Cessons de fournir nos technologies à d’autres

Je ne suis pas favorable au fait d’effectuer des transferts de technologie à la Chine. La France doit garder son indépendance, son savoir-faire en la matière et ne pas partager ce qui la fait vivre. Dans toute entreprise, le plus grand secret est associé aux moyen et aux modes de production. Pourquoi, pour quelle raison, EDF échapperait-elle à ce principe ? Pour gagner de l’argent ? Pendant combien de temps gagnera-t-elle de l’argent à vendre sa plus-value. Il ne faut pas tergiverser, il ne faut pas négocier notre savoir-faire à vouloir le vendre à des voleurs et des copieurs.

Si la Chine ne veut pas de notre technologie car on ne lui vend pas les secrets qui vont avec, tant-pis. Il en va de notre avenir en la matière.

================

[Consigne]: Poursuivez, s'il vous plaît, l'article sur les transferts de technologie à la Chine à partir de sa dernière phrase.

================

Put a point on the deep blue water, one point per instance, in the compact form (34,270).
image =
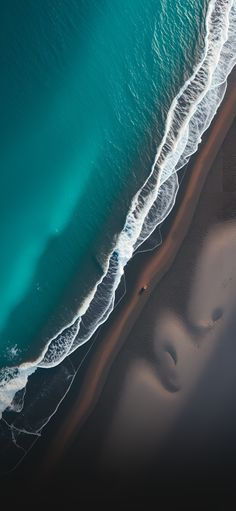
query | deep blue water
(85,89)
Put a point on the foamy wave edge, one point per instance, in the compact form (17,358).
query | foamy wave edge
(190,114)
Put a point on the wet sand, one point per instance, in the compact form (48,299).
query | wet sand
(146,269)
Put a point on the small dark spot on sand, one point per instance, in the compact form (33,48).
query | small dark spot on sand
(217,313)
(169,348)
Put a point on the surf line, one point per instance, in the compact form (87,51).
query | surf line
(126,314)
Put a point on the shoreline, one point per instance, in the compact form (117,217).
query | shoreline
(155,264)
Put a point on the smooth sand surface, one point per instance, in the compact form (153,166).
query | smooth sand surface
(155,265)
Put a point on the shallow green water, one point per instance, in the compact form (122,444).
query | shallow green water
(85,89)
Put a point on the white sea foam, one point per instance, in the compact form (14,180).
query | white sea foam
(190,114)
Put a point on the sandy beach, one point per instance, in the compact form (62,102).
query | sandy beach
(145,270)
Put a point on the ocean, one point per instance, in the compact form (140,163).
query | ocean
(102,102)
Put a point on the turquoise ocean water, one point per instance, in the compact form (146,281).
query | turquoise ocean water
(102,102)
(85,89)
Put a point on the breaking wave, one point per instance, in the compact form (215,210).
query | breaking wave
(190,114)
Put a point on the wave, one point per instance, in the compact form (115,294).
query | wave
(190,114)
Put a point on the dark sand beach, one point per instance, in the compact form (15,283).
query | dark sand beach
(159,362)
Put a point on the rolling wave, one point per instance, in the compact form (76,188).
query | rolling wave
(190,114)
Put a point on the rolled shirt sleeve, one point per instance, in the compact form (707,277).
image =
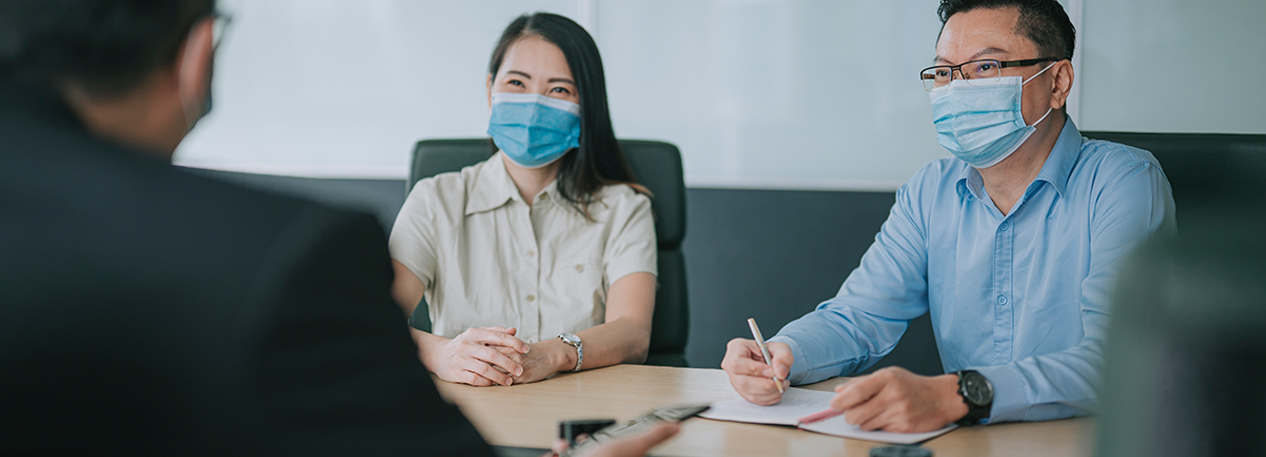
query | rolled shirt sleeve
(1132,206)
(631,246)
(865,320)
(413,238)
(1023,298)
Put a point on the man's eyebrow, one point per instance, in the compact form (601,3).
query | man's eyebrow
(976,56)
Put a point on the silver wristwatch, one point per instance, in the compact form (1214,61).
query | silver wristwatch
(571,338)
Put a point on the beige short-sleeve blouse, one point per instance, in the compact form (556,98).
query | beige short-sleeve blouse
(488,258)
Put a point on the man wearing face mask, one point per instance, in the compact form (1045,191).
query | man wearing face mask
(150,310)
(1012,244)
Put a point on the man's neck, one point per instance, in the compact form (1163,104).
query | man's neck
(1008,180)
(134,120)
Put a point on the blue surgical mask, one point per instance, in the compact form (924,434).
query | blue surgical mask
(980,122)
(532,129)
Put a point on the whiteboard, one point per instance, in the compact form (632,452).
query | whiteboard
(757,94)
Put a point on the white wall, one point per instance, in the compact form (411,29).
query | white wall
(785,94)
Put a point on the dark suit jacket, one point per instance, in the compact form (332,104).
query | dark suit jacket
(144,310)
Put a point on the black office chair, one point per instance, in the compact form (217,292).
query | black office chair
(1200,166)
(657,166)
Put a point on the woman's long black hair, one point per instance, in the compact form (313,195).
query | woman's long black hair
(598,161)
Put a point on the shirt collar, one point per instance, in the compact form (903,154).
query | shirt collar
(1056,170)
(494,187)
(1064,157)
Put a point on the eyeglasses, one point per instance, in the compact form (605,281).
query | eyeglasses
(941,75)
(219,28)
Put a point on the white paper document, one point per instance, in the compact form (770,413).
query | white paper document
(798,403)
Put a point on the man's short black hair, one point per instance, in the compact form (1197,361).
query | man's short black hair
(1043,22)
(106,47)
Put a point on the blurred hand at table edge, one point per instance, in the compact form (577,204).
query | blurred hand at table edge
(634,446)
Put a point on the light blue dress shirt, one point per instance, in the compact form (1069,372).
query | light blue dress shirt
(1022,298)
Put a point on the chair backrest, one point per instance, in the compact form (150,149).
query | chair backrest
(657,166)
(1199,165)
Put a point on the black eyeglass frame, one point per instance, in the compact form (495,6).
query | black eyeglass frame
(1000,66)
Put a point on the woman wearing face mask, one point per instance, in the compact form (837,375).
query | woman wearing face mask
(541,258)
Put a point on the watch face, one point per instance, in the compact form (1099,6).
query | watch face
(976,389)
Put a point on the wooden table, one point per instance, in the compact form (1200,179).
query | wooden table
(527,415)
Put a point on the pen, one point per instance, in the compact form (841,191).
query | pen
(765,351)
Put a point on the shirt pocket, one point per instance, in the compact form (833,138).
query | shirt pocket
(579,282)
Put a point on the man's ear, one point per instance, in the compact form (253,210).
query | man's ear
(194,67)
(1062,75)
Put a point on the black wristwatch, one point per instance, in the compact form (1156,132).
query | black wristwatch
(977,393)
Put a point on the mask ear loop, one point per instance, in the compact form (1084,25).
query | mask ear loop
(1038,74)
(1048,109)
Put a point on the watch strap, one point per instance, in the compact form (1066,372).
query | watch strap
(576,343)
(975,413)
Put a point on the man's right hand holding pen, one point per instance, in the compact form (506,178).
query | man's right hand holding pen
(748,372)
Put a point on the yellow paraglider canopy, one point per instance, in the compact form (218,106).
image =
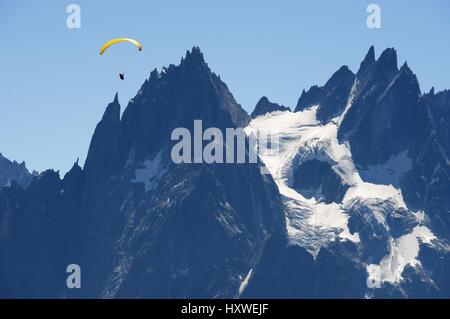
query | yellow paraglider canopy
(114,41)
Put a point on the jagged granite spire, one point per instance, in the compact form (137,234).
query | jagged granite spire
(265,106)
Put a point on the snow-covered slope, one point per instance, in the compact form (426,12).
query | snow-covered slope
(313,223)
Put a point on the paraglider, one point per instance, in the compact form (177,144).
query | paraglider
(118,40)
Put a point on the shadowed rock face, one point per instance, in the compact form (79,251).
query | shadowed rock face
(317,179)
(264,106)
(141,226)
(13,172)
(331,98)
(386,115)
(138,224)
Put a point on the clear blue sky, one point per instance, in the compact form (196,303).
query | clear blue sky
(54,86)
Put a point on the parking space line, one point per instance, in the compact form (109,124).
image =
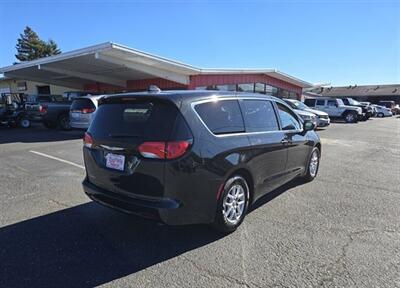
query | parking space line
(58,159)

================

[Résultat final]:
M. Hervé Machenaud n’a aucune vision politique ni industrielle. Il ne se rend pas compte que ce ne peut être que notre plus-value industrielle qui peut faire la différence avec nos concurrents, pas le fait de donner de la technologie. Car celui qui donne la technologie est mort. Hervé Machenaud persiste à penser que cela est bon car cela fera vivre la sous-traitance. Mais pendant combien de temps ?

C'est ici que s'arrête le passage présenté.